- Task requirements -
Reproduce each of the records below word for word.

Source material section start

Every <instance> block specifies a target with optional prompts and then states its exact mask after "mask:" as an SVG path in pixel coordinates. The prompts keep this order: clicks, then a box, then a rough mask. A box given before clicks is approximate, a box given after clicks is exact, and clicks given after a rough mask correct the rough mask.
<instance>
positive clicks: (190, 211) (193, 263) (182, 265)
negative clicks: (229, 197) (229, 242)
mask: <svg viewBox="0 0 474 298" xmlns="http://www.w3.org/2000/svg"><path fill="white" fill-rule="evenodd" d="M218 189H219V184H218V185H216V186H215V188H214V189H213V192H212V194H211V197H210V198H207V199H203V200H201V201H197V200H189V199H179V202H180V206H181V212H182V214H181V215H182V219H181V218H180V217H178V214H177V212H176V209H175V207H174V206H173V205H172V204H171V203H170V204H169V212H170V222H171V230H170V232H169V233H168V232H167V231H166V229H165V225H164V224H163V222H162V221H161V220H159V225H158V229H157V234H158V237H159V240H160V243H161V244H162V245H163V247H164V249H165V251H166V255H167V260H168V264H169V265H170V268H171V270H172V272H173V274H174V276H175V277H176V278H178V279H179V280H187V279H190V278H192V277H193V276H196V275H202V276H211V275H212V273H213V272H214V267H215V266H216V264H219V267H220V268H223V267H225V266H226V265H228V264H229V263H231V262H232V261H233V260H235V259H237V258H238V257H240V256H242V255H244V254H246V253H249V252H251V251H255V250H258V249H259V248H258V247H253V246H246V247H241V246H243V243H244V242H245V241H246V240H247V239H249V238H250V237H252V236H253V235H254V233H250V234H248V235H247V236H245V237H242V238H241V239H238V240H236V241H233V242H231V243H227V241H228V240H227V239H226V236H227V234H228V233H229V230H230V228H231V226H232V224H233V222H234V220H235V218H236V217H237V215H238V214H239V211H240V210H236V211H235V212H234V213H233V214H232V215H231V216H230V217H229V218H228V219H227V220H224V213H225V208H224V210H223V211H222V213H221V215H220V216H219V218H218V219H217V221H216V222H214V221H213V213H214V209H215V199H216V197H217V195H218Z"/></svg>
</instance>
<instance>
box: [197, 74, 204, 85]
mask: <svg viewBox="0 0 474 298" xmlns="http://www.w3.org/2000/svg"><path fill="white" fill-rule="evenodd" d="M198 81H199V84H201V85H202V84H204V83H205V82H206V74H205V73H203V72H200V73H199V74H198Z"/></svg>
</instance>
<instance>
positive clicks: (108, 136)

Source material section end

- Result for this task -
Every <instance> block specifies a target with optional prompts and then states its exact mask after "mask:" as an SVG path in pixel coordinates. The prompts keep this order: clicks, then a box, then a rough mask. A box given before clicks is approximate, a box given after clicks is exact, and clicks given after a rough mask correct the rough mask.
<instance>
positive clicks: (190, 211) (193, 263) (182, 265)
negative clicks: (229, 197) (229, 242)
mask: <svg viewBox="0 0 474 298" xmlns="http://www.w3.org/2000/svg"><path fill="white" fill-rule="evenodd" d="M218 189H219V184H218V185H216V186H215V188H214V189H213V192H212V194H211V197H210V198H207V199H203V200H201V201H197V200H189V199H179V202H180V206H181V212H182V214H181V215H182V219H181V218H180V217H178V214H177V212H176V209H175V207H174V206H173V205H172V204H171V203H170V204H169V212H170V222H171V230H170V232H169V233H168V232H167V231H166V229H165V225H164V224H163V222H162V221H161V220H159V225H158V229H157V234H158V237H159V240H160V243H161V244H162V245H163V247H164V249H165V251H166V255H167V260H168V264H169V265H170V268H171V270H172V272H173V274H174V276H175V277H176V278H178V279H179V280H187V279H190V278H192V277H193V276H196V275H202V276H211V275H212V273H213V272H214V267H215V266H216V264H219V267H220V268H223V267H225V266H226V265H228V264H229V263H231V262H232V261H233V260H235V259H237V258H238V257H240V256H242V255H244V254H246V253H249V252H251V251H255V250H258V249H259V248H258V247H253V246H246V247H241V246H243V243H244V242H245V241H246V240H247V239H249V238H250V237H252V236H253V235H254V233H250V234H248V235H247V236H245V237H242V238H241V239H238V240H236V241H233V242H231V243H227V241H228V240H227V239H226V236H227V234H228V233H229V230H230V228H231V226H232V224H233V222H234V220H235V218H236V217H237V215H238V214H239V211H240V210H236V211H235V212H234V213H233V214H232V215H231V216H230V217H229V218H228V219H227V220H224V213H225V208H224V210H223V211H222V213H221V215H220V216H219V218H218V219H217V221H216V222H214V221H213V213H214V209H215V199H216V197H217V195H218Z"/></svg>
</instance>
<instance>
box: [197, 74, 204, 85]
mask: <svg viewBox="0 0 474 298" xmlns="http://www.w3.org/2000/svg"><path fill="white" fill-rule="evenodd" d="M198 81H199V84H201V85H202V84H204V83H205V82H206V74H205V73H203V72H200V73H199V74H198Z"/></svg>
</instance>
<instance>
positive clicks: (108, 136)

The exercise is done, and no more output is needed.